◆ TASK TO CARRY OUT ◆
Tally the lines below that contain the word "grass", then give the tally alone.

◆ DATA TO EXAMINE ◆
*** Block opens ***
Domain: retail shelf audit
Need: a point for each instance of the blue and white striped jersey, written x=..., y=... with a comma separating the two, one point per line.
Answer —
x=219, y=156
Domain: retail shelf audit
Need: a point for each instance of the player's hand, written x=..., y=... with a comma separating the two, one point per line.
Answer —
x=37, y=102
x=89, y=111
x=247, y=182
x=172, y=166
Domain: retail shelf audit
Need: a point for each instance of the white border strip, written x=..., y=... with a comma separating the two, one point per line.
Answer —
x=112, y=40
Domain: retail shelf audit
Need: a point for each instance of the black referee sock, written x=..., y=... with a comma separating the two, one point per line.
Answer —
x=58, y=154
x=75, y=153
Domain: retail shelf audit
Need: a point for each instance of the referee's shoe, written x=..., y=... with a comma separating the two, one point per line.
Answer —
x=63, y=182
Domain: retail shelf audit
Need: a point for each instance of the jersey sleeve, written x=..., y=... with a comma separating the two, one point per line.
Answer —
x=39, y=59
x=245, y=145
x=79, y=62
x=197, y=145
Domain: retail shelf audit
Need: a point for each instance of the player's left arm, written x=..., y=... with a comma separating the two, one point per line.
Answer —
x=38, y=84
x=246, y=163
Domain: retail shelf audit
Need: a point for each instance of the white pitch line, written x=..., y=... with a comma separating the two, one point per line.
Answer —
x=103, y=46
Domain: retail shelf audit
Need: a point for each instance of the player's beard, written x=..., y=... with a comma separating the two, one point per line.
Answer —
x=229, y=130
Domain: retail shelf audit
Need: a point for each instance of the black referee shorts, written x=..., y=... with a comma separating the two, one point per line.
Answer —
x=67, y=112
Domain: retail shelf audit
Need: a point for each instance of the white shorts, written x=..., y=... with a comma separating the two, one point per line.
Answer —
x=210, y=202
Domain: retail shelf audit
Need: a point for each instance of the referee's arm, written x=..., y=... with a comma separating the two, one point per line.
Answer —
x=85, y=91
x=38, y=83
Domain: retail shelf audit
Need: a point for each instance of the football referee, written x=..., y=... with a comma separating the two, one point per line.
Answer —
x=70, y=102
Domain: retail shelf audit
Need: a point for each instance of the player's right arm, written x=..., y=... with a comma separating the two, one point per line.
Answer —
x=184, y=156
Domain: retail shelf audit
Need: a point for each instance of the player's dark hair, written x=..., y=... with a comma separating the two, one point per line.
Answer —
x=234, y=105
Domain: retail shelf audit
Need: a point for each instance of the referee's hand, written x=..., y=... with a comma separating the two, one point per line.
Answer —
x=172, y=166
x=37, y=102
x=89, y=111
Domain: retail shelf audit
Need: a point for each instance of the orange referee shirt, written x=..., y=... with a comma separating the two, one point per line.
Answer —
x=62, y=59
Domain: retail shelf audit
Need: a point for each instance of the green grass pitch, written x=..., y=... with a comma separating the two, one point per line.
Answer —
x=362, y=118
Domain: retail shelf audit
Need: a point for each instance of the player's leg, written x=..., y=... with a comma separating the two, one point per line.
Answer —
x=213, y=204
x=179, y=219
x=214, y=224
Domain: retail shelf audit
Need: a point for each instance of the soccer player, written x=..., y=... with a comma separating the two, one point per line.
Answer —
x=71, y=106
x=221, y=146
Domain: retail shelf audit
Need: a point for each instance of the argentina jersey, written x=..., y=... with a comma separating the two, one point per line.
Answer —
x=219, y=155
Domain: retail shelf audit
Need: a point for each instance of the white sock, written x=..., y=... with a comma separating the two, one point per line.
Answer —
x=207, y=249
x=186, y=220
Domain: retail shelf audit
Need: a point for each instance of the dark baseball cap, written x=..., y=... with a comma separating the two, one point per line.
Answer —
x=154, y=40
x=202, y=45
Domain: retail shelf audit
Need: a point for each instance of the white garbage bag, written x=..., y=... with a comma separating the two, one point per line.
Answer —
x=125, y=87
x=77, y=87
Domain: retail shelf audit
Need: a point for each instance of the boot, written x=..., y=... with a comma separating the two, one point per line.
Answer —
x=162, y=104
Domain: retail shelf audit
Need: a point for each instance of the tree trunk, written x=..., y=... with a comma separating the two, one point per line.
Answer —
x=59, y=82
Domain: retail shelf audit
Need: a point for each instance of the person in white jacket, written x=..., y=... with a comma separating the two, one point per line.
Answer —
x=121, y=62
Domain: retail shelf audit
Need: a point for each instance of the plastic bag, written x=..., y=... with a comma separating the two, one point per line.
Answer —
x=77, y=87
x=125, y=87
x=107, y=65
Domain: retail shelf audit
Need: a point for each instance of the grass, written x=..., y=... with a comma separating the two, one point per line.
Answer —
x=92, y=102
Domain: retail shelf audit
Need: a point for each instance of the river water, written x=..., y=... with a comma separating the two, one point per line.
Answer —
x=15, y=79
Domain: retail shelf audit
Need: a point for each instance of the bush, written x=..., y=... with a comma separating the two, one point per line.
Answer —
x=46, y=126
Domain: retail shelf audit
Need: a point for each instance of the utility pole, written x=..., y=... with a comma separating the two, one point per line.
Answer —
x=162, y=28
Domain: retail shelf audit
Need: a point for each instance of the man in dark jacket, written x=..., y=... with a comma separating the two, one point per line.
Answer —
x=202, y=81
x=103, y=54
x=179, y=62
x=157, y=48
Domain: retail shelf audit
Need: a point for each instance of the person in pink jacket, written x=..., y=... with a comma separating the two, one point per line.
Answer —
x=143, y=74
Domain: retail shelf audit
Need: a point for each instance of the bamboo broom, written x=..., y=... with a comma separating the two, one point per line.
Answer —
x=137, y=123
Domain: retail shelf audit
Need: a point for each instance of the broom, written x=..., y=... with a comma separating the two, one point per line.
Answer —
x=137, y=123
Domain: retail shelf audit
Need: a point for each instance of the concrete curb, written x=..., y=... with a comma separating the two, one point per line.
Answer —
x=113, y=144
*** Block closes ***
◆ EXERCISE RESULT ◆
2